▸ **Task directions**
Return each line of the records below in which the string "tree" turns up.

- Opening Delimiter -

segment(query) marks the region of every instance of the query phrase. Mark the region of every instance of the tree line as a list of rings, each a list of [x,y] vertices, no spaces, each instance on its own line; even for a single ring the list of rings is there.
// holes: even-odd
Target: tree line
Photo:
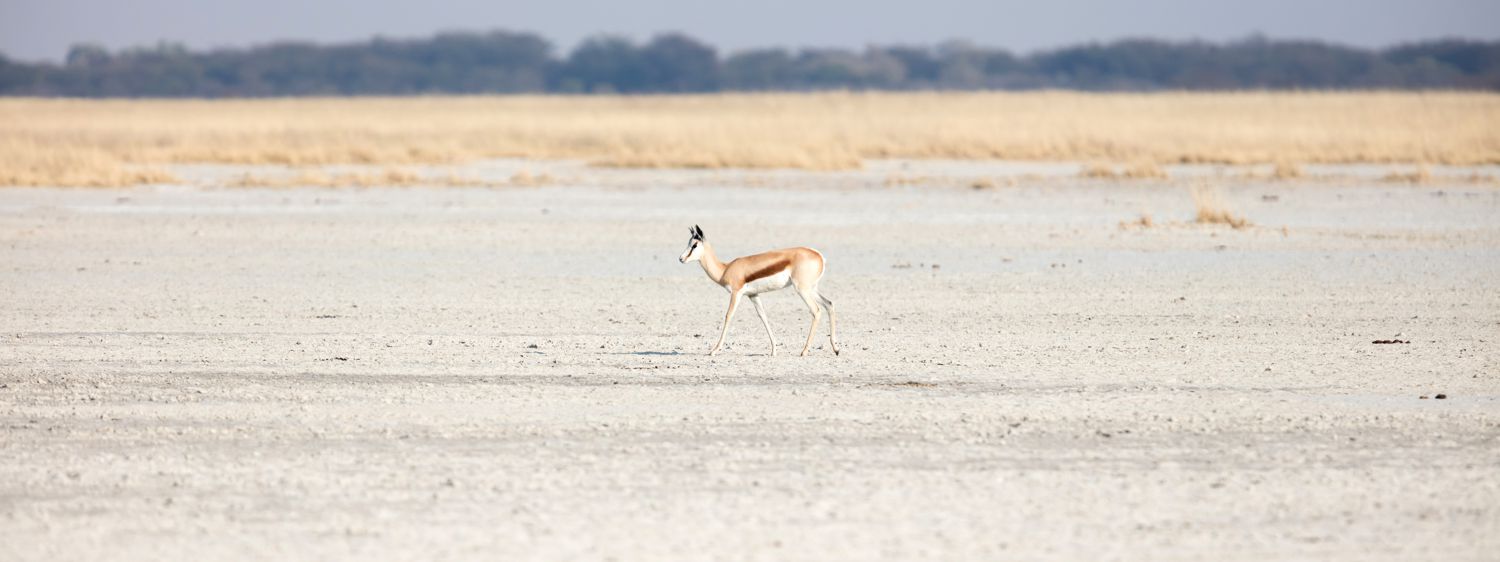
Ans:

- Closing Delimiter -

▸ **Solution**
segment(query) marks the region of every instance of the query phrase. Mark the region of every instance of the tree line as a list of rings, each a list of [x,y] vertices, no spaces, each instance on its own line; even for a single ring the list of rings is there.
Target: tree line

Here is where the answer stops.